--- BEGIN ---

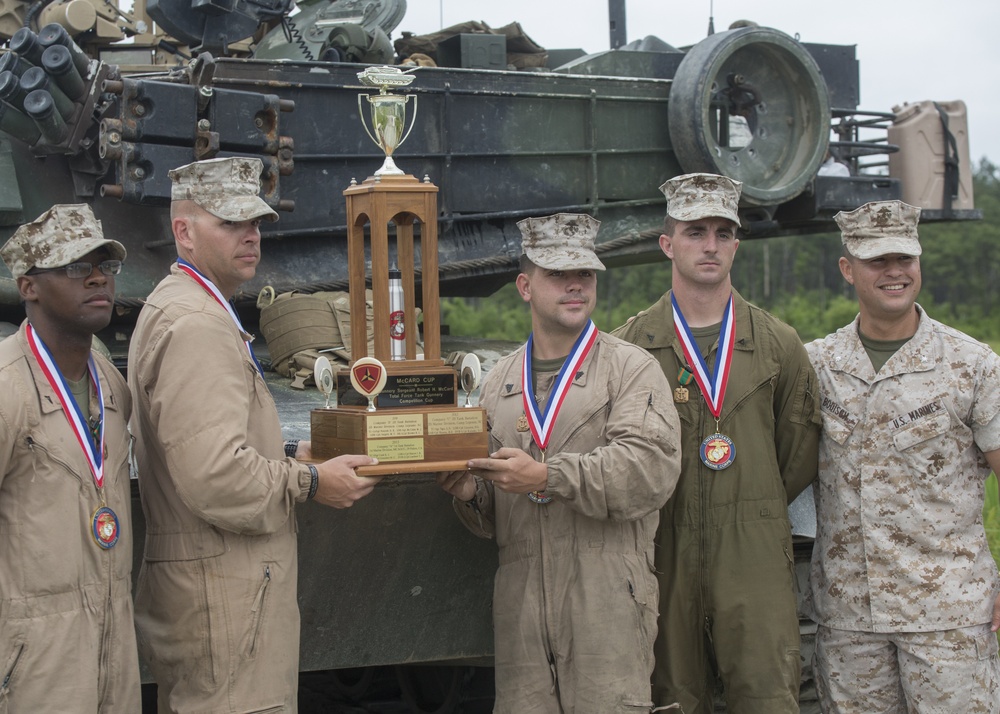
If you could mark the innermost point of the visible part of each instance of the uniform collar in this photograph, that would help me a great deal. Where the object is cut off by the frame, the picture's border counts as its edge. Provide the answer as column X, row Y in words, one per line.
column 919, row 354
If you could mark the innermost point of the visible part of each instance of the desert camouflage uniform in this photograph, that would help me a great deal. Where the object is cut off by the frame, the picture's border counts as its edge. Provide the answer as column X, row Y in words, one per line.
column 901, row 560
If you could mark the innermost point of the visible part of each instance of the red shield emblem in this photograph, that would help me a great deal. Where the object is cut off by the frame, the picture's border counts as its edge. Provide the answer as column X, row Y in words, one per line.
column 367, row 376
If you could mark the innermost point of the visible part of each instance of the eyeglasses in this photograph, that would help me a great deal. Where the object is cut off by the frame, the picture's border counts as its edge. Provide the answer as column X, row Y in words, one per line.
column 78, row 271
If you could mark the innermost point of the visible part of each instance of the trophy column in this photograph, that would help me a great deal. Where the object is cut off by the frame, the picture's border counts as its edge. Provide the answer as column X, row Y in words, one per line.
column 404, row 412
column 401, row 200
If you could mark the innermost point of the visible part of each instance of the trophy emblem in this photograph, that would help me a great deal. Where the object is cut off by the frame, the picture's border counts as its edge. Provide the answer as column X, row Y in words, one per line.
column 388, row 112
column 368, row 377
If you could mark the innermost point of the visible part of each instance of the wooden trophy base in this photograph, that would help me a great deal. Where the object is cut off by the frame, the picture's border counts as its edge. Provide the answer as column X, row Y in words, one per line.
column 405, row 440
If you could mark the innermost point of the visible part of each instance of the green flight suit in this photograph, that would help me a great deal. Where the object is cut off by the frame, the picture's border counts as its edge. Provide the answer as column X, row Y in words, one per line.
column 724, row 545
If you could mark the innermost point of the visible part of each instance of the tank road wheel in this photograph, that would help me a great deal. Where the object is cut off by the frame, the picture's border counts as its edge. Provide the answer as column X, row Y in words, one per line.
column 431, row 689
column 751, row 104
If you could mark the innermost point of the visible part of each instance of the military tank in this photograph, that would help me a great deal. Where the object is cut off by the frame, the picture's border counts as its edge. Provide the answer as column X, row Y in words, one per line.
column 117, row 97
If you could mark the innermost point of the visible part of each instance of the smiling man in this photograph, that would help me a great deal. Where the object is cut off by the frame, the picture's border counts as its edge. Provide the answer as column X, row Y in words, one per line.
column 216, row 604
column 904, row 588
column 67, row 641
column 585, row 450
column 745, row 394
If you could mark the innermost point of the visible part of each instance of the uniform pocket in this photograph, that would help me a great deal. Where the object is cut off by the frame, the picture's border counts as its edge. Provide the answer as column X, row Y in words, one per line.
column 257, row 612
column 987, row 646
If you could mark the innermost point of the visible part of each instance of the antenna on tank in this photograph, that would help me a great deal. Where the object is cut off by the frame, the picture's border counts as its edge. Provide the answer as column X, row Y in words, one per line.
column 616, row 23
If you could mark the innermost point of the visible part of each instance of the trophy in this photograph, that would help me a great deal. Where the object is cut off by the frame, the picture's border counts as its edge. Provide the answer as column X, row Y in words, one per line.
column 395, row 403
column 388, row 112
column 368, row 378
column 323, row 374
column 472, row 372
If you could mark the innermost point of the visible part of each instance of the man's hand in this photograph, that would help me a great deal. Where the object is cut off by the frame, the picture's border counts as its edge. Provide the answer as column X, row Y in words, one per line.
column 513, row 471
column 459, row 484
column 339, row 486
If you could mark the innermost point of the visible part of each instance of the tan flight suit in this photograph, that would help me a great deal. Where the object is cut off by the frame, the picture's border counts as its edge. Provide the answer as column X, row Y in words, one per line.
column 67, row 642
column 216, row 603
column 574, row 604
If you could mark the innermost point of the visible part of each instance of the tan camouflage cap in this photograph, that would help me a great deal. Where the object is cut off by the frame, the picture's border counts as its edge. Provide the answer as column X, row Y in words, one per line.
column 58, row 237
column 227, row 188
column 880, row 228
column 564, row 241
column 694, row 196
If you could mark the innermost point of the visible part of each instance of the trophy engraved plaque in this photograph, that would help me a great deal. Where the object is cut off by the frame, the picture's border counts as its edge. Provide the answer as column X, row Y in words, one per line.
column 395, row 404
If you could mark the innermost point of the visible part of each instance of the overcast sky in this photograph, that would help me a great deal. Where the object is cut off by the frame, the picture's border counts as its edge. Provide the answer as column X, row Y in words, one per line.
column 909, row 50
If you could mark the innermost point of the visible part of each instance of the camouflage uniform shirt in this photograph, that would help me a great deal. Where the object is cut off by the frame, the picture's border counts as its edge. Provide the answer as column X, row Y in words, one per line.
column 900, row 544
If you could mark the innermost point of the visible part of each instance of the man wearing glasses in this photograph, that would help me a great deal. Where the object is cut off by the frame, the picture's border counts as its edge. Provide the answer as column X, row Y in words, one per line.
column 66, row 632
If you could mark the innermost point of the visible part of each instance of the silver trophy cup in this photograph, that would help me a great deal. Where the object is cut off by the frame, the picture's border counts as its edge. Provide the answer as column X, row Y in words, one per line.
column 387, row 112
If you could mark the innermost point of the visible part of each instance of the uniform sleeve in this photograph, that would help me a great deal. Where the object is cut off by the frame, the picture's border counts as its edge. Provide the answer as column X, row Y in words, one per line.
column 797, row 419
column 986, row 410
column 637, row 469
column 10, row 423
column 196, row 382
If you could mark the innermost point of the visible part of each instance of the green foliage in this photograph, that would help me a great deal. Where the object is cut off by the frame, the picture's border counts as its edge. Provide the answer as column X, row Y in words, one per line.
column 991, row 516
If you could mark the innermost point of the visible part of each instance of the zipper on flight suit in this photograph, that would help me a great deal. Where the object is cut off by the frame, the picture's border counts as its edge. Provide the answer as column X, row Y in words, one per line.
column 11, row 669
column 257, row 612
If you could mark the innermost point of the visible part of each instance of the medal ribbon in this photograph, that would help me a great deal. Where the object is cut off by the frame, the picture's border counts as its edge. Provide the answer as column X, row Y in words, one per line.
column 713, row 386
column 210, row 288
column 541, row 424
column 93, row 450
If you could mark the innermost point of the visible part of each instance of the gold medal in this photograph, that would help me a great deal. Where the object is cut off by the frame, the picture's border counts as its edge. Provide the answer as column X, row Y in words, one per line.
column 105, row 527
column 717, row 451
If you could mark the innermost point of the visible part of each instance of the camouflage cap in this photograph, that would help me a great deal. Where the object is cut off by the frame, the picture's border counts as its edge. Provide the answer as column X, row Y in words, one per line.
column 880, row 228
column 227, row 188
column 58, row 237
column 564, row 241
column 694, row 196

--- END ---

Render the listing, from its start through the line containing "column 901, row 560", as a Markdown table with columns No. and Text: one numbered row per line, skipping blank lines and leaving out the pictures.

**RESULT OF THE TASK**
| No. | Text |
|---|---|
| 1 | If you could mark the innermost point of the visible part of each instance of the uniform collar in this photograph, that would help me a great deal. Where the object is cut off by the frame, the picture's border counts as its edge. Provide the answer as column X, row Y in words, one per line. |
| 2 | column 919, row 354 |
| 3 | If you could mark the innermost point of the visible part of each instance of the desert camouflage uniform in this photograph, that would help me a great deal. Where the object is cut off by the frame, the picture's border counts as its edge. Provide the answer as column X, row Y in words, one per line. |
| 4 | column 901, row 560 |